What you will do:
Go through the lines below and copy any that hold the string "entire".

Stored items:
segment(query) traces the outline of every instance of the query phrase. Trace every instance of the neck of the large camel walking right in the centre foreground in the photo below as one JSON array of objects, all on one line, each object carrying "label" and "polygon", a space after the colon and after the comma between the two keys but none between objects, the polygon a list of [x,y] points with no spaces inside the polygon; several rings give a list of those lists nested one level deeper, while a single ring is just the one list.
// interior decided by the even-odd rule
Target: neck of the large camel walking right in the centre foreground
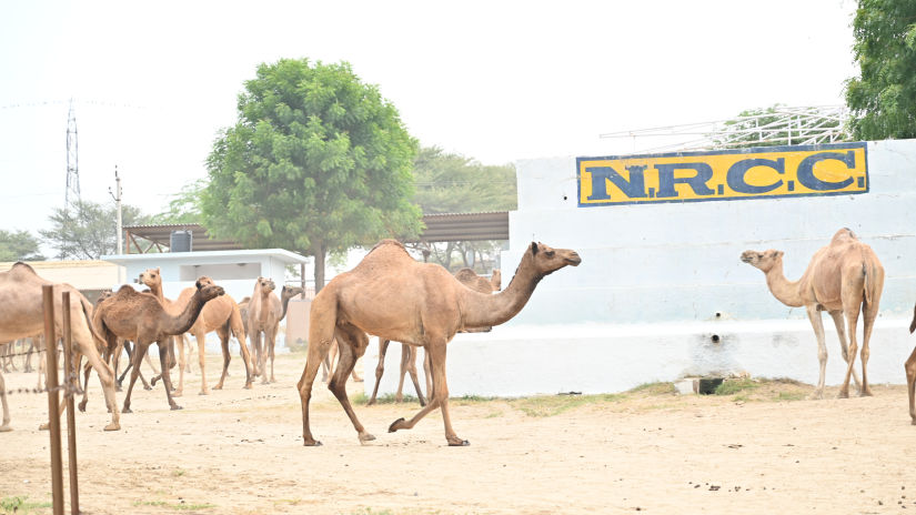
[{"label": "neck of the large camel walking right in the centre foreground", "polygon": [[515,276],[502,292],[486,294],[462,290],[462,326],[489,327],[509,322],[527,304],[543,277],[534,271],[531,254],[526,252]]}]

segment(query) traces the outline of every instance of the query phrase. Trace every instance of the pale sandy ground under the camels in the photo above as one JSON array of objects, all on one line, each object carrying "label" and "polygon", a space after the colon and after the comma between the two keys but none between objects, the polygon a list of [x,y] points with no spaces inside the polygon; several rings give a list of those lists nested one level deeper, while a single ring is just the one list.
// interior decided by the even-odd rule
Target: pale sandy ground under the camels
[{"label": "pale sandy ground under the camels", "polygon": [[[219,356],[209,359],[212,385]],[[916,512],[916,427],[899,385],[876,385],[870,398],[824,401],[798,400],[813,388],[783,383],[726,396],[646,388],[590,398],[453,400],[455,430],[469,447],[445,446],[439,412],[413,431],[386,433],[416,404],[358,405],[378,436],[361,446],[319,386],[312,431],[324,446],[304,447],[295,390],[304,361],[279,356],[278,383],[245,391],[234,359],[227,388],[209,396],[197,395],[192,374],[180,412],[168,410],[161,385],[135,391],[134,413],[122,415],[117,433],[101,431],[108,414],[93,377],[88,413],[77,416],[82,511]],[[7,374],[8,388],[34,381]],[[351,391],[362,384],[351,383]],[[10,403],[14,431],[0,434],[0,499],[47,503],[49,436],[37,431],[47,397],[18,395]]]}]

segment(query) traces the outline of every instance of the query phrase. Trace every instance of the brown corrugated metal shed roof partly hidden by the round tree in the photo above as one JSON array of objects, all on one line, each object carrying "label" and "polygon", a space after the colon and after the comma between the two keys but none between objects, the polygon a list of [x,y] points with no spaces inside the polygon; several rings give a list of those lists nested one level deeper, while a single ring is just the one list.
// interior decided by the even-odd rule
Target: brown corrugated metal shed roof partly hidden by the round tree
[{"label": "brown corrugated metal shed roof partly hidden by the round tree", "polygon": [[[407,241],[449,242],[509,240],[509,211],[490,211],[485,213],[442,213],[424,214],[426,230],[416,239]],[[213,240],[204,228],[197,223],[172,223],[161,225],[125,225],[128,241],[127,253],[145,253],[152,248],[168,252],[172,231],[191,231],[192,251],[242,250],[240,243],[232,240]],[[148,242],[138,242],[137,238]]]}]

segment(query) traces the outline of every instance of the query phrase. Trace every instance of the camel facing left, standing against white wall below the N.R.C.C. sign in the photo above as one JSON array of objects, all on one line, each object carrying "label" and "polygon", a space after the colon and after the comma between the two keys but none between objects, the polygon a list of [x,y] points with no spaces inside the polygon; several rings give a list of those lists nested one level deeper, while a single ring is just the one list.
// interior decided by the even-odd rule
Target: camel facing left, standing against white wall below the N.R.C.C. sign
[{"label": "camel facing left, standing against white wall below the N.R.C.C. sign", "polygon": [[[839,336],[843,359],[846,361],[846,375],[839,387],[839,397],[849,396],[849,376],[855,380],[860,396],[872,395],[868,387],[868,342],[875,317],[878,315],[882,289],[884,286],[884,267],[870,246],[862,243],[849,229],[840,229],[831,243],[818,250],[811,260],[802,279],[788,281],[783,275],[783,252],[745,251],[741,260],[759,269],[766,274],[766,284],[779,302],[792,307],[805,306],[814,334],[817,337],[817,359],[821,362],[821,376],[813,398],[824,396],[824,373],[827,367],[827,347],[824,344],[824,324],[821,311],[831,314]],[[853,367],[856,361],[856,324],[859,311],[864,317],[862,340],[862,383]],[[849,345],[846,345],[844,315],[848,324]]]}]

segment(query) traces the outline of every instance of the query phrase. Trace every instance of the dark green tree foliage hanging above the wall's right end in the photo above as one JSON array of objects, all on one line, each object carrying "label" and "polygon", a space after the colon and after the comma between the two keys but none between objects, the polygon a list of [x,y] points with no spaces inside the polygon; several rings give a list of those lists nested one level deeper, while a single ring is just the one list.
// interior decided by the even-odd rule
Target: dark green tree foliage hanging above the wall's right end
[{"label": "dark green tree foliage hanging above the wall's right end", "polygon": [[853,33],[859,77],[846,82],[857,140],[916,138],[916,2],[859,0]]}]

* * *

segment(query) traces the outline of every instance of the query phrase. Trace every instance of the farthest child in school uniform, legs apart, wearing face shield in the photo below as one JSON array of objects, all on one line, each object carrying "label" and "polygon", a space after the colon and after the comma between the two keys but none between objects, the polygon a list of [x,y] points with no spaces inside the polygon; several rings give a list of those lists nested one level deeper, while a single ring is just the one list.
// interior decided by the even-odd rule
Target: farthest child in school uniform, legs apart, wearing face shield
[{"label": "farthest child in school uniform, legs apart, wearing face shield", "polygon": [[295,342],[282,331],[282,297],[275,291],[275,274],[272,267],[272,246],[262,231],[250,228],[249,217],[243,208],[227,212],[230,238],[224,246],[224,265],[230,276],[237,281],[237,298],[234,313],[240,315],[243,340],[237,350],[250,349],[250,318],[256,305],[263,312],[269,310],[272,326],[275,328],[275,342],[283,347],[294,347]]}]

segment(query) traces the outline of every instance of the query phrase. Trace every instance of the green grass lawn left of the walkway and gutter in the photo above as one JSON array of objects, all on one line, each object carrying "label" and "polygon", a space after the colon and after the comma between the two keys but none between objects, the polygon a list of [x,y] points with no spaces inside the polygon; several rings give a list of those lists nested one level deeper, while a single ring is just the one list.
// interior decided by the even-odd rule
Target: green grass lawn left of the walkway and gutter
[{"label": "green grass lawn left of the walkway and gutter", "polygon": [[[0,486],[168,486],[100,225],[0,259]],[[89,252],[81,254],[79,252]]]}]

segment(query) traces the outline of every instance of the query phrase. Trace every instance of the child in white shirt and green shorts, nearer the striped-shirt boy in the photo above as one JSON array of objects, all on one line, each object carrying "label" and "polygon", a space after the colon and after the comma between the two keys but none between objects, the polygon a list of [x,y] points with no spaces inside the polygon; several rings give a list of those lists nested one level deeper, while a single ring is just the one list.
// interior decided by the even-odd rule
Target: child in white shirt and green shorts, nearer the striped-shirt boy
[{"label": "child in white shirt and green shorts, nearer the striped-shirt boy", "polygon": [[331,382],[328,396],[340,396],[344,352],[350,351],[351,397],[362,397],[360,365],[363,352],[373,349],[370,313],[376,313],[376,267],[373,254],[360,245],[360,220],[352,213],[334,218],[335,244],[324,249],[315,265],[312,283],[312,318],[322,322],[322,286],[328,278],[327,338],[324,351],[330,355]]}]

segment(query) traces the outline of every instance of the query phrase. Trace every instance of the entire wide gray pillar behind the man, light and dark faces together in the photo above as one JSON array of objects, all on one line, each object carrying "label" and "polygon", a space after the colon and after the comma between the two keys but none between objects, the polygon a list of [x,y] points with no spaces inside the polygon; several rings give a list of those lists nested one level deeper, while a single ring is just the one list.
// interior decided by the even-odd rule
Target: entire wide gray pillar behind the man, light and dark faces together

Written answer:
segment(query) traces the outline of every instance of the query phrase. Trace every instance of the entire wide gray pillar behind the man, light and dark faces together in the photo above as one JSON array of objects, all on one line, each object carrying "label" and "polygon", a space after the colon and after the comma between the two keys but none between objects, the polygon a list of [x,y] points with no spaces inside the polygon; several rings give a list of those lists nested one level deeper, while a single ring is just the one list.
Target: entire wide gray pillar behind the man, light and dark faces together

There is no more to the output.